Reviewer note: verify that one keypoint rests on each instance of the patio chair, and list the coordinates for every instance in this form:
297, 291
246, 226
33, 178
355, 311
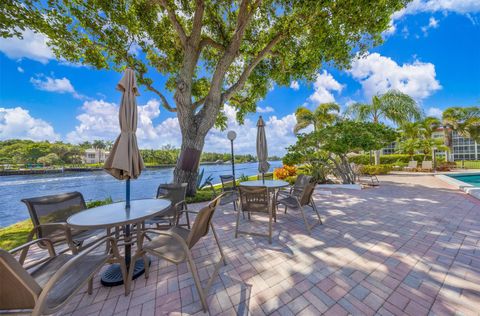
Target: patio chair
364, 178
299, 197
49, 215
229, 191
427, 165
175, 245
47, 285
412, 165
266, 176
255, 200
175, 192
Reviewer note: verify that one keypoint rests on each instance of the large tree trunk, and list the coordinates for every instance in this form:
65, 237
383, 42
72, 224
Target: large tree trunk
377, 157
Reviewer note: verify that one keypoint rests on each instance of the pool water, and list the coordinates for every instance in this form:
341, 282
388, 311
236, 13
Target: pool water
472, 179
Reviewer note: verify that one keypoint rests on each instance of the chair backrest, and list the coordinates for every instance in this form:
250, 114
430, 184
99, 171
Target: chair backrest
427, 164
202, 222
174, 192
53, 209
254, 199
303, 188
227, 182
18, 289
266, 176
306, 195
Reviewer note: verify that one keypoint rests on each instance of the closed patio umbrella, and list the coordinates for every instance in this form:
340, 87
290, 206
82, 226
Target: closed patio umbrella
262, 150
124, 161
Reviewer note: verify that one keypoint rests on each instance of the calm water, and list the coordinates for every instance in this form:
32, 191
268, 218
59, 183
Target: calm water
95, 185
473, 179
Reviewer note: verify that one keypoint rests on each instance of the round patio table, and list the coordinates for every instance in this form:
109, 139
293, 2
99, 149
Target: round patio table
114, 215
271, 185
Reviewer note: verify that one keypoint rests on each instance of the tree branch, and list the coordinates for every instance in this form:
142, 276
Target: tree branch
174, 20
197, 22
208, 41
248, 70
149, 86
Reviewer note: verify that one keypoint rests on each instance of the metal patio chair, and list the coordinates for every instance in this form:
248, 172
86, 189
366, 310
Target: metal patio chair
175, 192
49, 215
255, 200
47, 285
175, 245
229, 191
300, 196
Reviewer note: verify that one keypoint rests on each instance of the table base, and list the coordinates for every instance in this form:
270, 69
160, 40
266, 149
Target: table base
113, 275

■ ■ ■ ■ ■ ■ ■

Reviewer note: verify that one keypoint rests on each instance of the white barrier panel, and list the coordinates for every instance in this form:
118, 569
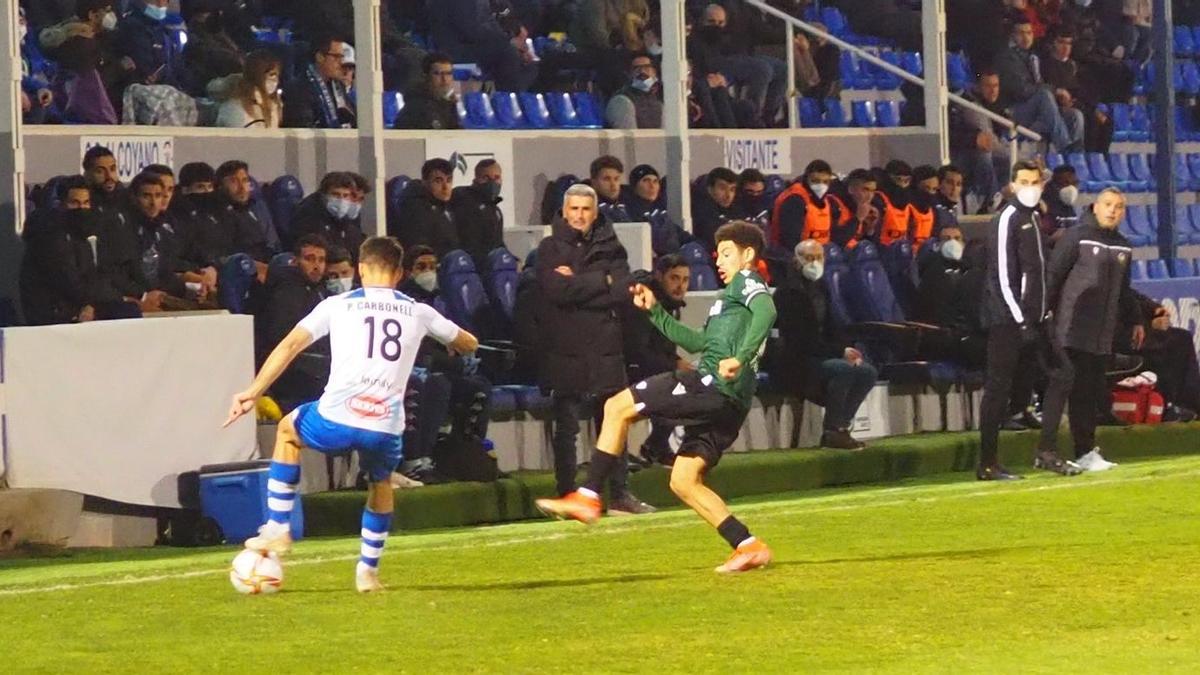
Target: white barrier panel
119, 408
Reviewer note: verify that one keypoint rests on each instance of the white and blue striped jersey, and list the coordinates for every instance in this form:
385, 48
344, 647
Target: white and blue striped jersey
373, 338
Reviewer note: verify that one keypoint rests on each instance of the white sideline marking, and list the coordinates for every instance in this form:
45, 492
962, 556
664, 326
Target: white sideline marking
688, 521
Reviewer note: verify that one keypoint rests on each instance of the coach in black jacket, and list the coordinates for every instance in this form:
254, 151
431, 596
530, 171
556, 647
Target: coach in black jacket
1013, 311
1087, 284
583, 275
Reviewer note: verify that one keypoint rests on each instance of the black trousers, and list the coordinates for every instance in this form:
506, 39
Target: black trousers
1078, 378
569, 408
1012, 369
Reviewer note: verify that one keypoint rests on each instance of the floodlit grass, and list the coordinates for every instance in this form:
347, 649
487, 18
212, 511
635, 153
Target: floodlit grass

■ ■ ■ ■ ■ ■ ■

■ **Assigned task**
Copy out all the lines of the records that include "grass".

■ **Solved problem**
Reviewer note: verify that one keypoint rests on each instance of the floodlit grass, and list the coordinates for every instance in this form:
Target: floodlit grass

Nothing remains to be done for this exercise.